- [TEXTE D'ÉTUDE]
+++

Mais que personne ne se méprenne. Le mal n’est pas conjoncturel, lié à la sidération que continue de produire la pandémie chez nos gouvernants. Cette absurdité bureaucratique qui entrave et ralentit, freine et décourage, parfois jusqu’à empêcher l’action créatrice, nous la subissons dans nos mairies ou entreprises tout le temps, et de façon croissante ces dernières décennies. Le travers n’est pas dû à la crise sanitaire, il en est simplement plus apparent dans des circonstances qui exigent rapidité, simplicité, clarté, sérénité, autorité.

On oppose souvent à tort l’autorité et la liberté. Dans la France d’aujourd’hui, c’est le manque d’autorité de l’État sur les règles nécessaires qui l’amène à nous priver de liberté avec des interdits superflus. Montesquieu l’avait si bien formulé: «Les lois inutiles affaiblissent les lois nécessaires». Les premières nous infantilisent, nous aliènent et nous appauvrissent quand les secondes nous protègent, nous libèrent et nous émancipent.

L’État protège de moins en moins et interdit de plus en plus.

Or, l’État protège de moins en moins et interdit de plus en plus. Il décourage les honnêtes citoyens et par sa faiblesse régalienne laisse involontairement la place à des bandes, des groupes, parfois des mafias.

+++

- [QUESTIONS]
1 - Quelle phrase de Montesquieu l'extrait sur l'autorité de l'État cite-t-il ?
2 - Recopiez le passage de l'extrait sur l'autorité de l'État qui commence par "On oppose souvent" et se poursuit jusqu'à "parfois des mafias.".
Les entrées présentées ensuite n'ont aucun lien avec l'extrait sur l'autorité de l'État.

Éléments de données
+++

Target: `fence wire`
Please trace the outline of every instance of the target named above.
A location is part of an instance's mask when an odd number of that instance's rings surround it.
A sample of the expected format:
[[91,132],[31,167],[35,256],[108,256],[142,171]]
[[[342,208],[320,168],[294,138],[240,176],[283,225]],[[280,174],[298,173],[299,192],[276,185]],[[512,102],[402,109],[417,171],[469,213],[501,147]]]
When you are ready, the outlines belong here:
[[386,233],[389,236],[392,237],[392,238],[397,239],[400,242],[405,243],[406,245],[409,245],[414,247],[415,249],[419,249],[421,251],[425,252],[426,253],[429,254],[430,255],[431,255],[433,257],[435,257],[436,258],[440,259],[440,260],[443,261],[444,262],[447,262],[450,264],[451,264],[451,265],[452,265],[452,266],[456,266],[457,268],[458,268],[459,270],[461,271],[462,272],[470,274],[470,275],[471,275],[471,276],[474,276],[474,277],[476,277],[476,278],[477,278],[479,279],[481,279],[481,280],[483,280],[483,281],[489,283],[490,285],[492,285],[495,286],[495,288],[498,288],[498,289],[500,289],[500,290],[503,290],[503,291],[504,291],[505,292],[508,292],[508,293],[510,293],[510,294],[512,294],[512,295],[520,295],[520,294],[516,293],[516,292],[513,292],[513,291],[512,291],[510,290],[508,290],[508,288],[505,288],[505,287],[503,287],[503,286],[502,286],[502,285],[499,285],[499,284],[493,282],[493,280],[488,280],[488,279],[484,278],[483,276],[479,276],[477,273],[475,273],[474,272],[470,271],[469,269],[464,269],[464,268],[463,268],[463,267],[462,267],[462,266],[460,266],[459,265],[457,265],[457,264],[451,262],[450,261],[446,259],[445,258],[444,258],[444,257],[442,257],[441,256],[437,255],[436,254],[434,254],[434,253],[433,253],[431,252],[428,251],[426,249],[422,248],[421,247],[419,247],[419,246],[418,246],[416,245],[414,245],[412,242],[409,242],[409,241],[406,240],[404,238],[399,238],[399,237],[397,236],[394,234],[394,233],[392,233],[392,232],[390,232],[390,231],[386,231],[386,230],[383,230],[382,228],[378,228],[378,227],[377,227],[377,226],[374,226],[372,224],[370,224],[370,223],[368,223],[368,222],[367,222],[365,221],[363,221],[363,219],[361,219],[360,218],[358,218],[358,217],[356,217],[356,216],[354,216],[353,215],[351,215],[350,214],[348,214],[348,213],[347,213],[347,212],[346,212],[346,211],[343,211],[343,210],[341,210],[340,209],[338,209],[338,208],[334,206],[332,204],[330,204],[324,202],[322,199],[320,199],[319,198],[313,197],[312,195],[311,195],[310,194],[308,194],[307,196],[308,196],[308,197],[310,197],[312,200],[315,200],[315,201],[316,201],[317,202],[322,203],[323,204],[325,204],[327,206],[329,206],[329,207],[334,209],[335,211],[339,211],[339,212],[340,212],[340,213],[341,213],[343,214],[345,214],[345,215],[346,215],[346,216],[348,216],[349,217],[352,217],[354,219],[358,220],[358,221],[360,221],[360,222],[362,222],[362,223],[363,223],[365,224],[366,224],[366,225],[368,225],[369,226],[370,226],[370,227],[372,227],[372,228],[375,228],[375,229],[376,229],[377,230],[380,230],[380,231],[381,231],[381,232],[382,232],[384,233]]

+++

- [RÉPONSES PAR POINT]
1 - «Les lois inutiles affaiblissent les lois nécessaires».

2 -
On oppose souvent à tort l’autorité et la liberté. Dans la France d’aujourd’hui, c’est le manque d’autorité de l’État sur les règles nécessaires qui l’amène à nous priver de liberté avec des interdits superflus. Montesquieu l’avait si bien formulé: «Les lois inutiles affaiblissent les lois nécessaires». Les premières nous infantilisent, nous aliènent et nous appauvrissent quand les secondes nous protègent, nous libèrent et nous émancipent.

L’État protège de moins en moins et interdit de plus en plus.

Or, l’État protège de moins en moins et interdit de plus en plus. Il décourage les honnêtes citoyens et par sa faiblesse régalienne laisse involontairement la place à des bandes, des groupes, parfois des mafias.